START Excerpted data
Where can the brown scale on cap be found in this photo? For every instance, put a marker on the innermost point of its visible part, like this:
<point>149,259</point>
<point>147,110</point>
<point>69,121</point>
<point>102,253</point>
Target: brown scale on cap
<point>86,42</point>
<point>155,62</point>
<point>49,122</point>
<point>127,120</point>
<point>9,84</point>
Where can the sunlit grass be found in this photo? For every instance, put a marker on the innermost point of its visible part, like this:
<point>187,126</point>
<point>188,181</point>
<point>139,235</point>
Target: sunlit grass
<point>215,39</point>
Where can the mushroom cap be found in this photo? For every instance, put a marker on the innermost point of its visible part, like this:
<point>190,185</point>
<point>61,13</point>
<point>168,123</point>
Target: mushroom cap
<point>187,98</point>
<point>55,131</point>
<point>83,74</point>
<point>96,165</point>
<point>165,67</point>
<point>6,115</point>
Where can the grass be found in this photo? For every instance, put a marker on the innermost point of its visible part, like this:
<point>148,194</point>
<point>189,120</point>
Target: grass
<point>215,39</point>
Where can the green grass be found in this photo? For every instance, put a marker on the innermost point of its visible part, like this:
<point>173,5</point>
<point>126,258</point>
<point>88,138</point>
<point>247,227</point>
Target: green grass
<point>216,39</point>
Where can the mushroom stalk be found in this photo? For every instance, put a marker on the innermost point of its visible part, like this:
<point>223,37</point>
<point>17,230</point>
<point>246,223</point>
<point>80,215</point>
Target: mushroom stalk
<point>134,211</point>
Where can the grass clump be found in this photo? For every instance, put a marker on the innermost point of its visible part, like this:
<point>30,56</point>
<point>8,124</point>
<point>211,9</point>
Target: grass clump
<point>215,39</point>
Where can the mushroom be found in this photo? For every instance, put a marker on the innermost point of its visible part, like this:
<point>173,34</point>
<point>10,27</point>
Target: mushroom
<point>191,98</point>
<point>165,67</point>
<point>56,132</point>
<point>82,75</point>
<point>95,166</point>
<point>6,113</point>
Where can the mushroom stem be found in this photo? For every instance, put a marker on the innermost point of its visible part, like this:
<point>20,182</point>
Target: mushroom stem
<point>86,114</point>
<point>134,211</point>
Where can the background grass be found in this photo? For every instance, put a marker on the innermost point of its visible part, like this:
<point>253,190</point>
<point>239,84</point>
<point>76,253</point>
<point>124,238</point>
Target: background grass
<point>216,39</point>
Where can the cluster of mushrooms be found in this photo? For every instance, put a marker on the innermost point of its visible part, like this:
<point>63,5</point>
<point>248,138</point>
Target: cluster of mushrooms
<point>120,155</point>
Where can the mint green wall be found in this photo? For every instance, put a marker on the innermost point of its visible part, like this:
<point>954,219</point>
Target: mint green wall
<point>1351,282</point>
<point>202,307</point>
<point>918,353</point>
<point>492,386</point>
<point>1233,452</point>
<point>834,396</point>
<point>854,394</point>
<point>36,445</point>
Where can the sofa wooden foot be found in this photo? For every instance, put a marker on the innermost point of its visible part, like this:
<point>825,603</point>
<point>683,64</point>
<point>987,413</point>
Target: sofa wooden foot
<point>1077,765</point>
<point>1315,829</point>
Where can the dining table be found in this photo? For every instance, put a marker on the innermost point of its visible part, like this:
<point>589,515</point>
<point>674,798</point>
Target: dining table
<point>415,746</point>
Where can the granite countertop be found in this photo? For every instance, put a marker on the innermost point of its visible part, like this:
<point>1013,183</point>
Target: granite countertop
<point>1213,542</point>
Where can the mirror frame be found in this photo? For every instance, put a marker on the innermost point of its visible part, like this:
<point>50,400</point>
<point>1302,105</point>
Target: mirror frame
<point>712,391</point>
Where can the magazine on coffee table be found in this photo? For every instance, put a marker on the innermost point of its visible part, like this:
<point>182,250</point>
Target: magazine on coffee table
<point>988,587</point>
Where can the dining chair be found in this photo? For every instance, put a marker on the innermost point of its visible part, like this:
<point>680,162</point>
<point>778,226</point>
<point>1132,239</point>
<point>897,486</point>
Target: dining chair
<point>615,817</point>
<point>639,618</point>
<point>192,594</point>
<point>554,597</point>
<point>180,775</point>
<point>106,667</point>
END Excerpted data
__Problem__
Begin with the top line of the material and go as far as the line with "<point>173,5</point>". Set down those lines exactly, both ends included, and nothing more.

__Result for this exercise__
Where can the brown scale on cap be found in this photo? For every instance, put a marker on the innermost point of its visible part, like this:
<point>149,259</point>
<point>147,110</point>
<point>69,121</point>
<point>102,253</point>
Target: brown scale on cap
<point>86,42</point>
<point>155,62</point>
<point>49,122</point>
<point>127,120</point>
<point>9,84</point>
Where can the sunlit grass be found in this photo? For every instance, put a marker on the innermost point of its visible part, like this:
<point>187,126</point>
<point>188,181</point>
<point>139,235</point>
Target: sunlit grass
<point>215,39</point>
Where can the mushroom cap be found in this photo? For every instance, put a marker on the innermost point of its visible part, like this:
<point>190,185</point>
<point>61,13</point>
<point>168,123</point>
Target: mushroom cap
<point>187,98</point>
<point>55,131</point>
<point>83,74</point>
<point>96,165</point>
<point>165,67</point>
<point>6,115</point>
Where can the grass be found in this photo? For every instance, put a marker on the innermost point of its visible part, like this:
<point>148,194</point>
<point>189,120</point>
Target: grass
<point>215,39</point>
Where can the green grass be found in this photo? For every instance, put a marker on the innermost point of its visible part, like this:
<point>173,5</point>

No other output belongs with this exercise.